TASK ITEM: Continue the news report on Carter's White House welcome for Venezuelan President Perez, starting after its last sentence.

Venezuelan President Carlos Andre Perez praised President Carter's human rights campaign yesterday for giving the United States a leadership role that transcends economic or military importance to speak of "the great values of mankind."

At a White House welcoming ceremony, Perez paid Carter the accolade of placing him in the country of the two American presidents most revered in Latin American: Franklin D. Roosevelt and John F. Kenndy.

"Many years have passed since nations, small and weak nations, have heard a voice rise from a great nation to tell the world that over the human values is the human being and the defense of his dignity and human rights," Perez said.

Carter, in turn, lauded Perez as "an active and effective spokesman for Third World nations, one who can truly represent the highest aspirations of all the nations of Latin America."

He concluded his welcome to Perez, the first South American head of state to visit Washington since Carter's inaugural, with a touch of Spanish: "Senior Presidente, esta es su casa." ("Mr. President, this is your house.")

This fulsome exchange of tributes set a tone of cordiality that diplomatic sources on both sides expect to be the dominant note in the two days of talks between Carter and Perez.

DATASET EXCERPTS:
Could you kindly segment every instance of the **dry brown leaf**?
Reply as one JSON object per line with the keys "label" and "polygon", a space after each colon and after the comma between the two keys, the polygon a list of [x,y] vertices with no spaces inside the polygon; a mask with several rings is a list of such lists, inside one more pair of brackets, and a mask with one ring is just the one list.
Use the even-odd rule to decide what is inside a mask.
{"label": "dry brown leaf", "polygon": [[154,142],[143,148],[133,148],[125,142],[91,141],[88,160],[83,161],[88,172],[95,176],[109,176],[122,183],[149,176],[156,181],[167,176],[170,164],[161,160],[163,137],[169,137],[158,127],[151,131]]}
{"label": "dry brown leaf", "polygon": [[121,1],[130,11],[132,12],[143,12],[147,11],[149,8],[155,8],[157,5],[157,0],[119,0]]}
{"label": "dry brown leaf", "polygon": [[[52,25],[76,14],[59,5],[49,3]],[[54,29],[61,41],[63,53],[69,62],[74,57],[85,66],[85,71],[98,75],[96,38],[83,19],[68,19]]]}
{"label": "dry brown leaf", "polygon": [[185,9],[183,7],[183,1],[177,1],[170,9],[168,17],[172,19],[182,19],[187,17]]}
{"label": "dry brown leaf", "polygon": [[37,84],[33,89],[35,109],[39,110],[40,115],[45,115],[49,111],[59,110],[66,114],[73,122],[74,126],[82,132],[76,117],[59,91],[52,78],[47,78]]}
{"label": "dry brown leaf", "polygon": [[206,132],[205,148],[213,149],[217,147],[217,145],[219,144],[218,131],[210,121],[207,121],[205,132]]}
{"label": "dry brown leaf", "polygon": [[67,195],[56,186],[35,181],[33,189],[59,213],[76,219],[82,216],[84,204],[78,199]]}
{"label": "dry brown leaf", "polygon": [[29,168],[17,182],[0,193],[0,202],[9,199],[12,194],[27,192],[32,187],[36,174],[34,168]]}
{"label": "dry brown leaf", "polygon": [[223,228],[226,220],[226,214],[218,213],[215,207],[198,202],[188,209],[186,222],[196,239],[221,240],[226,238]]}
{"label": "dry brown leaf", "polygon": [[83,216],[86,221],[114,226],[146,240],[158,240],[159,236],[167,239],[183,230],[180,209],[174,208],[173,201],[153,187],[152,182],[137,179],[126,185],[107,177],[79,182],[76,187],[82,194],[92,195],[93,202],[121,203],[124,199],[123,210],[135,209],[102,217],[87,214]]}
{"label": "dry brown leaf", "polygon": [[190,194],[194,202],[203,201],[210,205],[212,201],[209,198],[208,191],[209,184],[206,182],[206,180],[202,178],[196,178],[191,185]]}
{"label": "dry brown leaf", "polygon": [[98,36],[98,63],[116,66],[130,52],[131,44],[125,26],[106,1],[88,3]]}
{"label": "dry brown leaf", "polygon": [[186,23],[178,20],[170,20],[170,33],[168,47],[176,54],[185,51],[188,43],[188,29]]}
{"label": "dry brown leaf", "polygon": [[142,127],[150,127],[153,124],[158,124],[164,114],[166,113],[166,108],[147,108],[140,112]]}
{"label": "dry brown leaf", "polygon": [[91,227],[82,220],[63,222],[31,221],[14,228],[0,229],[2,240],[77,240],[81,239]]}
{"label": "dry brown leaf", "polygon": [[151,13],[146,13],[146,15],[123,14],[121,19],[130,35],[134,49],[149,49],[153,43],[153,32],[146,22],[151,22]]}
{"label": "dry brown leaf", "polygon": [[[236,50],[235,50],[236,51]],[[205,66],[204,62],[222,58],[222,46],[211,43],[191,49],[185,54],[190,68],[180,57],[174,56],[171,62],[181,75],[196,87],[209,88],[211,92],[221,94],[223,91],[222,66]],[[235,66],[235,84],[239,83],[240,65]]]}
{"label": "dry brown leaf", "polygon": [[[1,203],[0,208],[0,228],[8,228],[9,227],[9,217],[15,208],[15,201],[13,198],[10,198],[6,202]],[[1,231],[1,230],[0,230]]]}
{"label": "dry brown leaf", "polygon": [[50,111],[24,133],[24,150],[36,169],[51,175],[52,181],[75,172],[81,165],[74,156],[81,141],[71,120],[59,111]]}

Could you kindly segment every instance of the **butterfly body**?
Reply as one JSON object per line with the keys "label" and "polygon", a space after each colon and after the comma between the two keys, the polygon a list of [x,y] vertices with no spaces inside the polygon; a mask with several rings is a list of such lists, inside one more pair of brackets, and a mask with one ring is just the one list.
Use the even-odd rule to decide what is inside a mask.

EXERCISE RESULT:
After a period of slight strain, relations between the two countries have warmed considerably in recent months. Much of the change results from the admiration expressed by Perez, one of Latin America's dwindling number of democratically elected leaders, for Carter's position on human rights and his efforts to negotiate a new Panama Canal treaty.

Venezuela is also a major supplier of oil to the United States, shipping more than a million barrels a day to the U.S. market; and energy questions are certain to play a major part in the discussions between the two leaders.

White House deputy press secretary Rex L. Granum said the two presidents discussed "ways to promote respect for human rights," a "common concern in limiting the spread of nuclear explosive capabilities," the dialogue between industrial and developing nations and "mutual cooperation" in assisting development of the Caribbean area.